Answer these questions using the Mumbai travel account below.
(a) How many people live in Mumbai?
(b) How much did the two travelers pay for 12 mangos at Crawford Market?
(c) How many open-air troughs does Mahalaxmi Dhobi Ghat have?

Excerpt to read:
<<<<

Mumbai sits on a narrow peninsula that juts into the Arabian Sea. This congested and densely populated city is home to 25 million people. The public transit system is poor, however the business district is booming and many famous Bollywood actors and actresses live here.
Nick and I spent 3 days Couchsurfing in Mumbai. Our host took us out for late night rides to the beach, kulfi ice cream, paan (refreshment leaf) and tours of Bollywood homes. I particularly had an interesting experience as his views of women made for a unique experience. However, not negative as I was excluded from conversations and actives. Nonetheless, it was a cultural experience and we were thankful for the hospitality.
We spent time wandering the south and taking in the old architecture: High Court, Gateway of India, Chhatrapati Shivaji Terminus (awesome train station), Taj Mahal Palace (high end hotel), Chhatrapti Shivaji Maharaj Vastu Sangrahalaya, and Rajabai Clock Tower.
We explored the bazaar district and loved the variety of fruit sold at the Crawford Market, the largest market in Mumbai. We were lucky to be there during the beginning of Alphonso mango season. We paid 400 R ($6) for 12 delicious locally grown mangos and drooled over beautiful papayas, pomegranates, cashews, dried fruits, spices, and figs.
Dharavi slum- Nick and I decided to visit the Dharavi Slum, as 53% of Mumbai’s population lives in slums. This slum is home to 1 million people and stretches over 432 acres. Parts of the movie “Slum dog millionaire” were filmed in Dharavi. There are over 10,000 government registered businesses located in the slum, mostly in the leather, recycling (plastics), and pottery industry.
We were torn whether or not visiting was ethical, however decided that in order to address issues within our society we need to educate ourselves in every way possible. In addition, by booking a tour through Reality Tours & Travel, 80% of the proceeds went to community centers educating youth. Nick and I found the experience fascinating as it didn’t feel like we were in a “slum”. It felt like we were in any other part of India, walking through back alleys to a bus station. The word “slum” simply means a settlement residing on government land. The degree of poverty within slums vary, however the West puts such a negative connotation on the word. This community had shops and did the work that others would not. The jobs were dangerous (burning paint, melting aluminum and recycling plastics) and takes years off of the local’s lifespan. Since photography was prohibited (rightly so) check out the great photos we were provided.- read more on slum tourism
Marine Drive – Here, Nick and I watched the sunset over the Arabian Sea. The twinkling night-lights of Mumbai were nicknamed, ‘the queens necklace’, and hundreds of locals gathered for the evening. Unfortunately, we couldn’t actually see the sun set due to the dense air pollution.
Mahalaxmi Dhobi Ghat- This 140 year old area is known as the largest human powered washing machine. Thousands of kilograms of clothes are cleaned a day and there are over 1,026 open air troughs.

>>>>

Entries shown:
<<<<

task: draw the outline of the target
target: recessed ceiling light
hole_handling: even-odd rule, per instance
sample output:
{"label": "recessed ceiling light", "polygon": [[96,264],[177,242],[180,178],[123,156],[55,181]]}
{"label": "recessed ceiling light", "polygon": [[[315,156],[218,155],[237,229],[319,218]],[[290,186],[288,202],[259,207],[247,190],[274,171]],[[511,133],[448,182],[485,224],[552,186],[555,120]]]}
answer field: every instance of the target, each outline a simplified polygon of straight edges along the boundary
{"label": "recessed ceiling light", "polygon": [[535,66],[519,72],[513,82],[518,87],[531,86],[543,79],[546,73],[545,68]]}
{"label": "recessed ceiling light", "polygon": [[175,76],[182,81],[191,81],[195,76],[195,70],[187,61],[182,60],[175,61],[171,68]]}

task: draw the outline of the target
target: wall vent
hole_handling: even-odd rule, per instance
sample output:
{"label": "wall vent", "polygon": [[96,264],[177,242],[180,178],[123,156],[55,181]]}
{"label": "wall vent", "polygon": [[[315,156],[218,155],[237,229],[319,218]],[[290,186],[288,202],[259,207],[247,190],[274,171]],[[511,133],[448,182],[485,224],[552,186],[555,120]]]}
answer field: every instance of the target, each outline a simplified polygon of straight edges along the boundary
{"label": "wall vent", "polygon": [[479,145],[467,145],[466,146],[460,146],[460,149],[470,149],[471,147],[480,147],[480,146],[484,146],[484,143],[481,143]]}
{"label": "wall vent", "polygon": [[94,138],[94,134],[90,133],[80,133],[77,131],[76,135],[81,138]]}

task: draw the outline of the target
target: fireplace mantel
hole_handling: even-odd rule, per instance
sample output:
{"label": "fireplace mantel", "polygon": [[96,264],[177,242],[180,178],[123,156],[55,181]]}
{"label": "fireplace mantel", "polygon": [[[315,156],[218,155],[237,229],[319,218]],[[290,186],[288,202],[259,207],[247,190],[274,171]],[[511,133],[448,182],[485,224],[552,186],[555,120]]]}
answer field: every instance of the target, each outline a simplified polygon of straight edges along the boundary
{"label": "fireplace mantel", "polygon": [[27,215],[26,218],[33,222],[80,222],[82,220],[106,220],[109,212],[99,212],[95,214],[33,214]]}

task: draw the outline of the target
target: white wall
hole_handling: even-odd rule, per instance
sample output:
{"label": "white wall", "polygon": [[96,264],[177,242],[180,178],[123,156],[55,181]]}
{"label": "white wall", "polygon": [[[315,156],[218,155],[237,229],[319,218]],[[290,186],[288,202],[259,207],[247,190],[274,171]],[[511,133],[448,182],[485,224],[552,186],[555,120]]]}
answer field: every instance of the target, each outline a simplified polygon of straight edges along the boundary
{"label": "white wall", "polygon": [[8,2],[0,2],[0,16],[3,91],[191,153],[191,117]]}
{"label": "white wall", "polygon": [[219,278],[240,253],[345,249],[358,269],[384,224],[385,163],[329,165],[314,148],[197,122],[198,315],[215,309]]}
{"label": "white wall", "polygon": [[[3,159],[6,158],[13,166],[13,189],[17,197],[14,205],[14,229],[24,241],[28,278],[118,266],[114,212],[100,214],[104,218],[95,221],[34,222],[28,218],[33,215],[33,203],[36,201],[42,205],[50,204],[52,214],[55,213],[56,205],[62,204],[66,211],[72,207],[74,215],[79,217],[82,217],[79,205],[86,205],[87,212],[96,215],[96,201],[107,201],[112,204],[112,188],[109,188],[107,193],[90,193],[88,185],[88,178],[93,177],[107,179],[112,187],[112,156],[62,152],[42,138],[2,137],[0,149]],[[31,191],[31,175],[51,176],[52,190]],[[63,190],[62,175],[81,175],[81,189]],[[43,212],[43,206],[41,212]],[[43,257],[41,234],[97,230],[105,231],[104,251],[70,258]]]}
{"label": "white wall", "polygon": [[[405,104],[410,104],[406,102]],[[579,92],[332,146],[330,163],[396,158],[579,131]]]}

>>>>

Task solution:
(a) 25 million people.
(b) 400 R ($6).
(c) Over 1,026.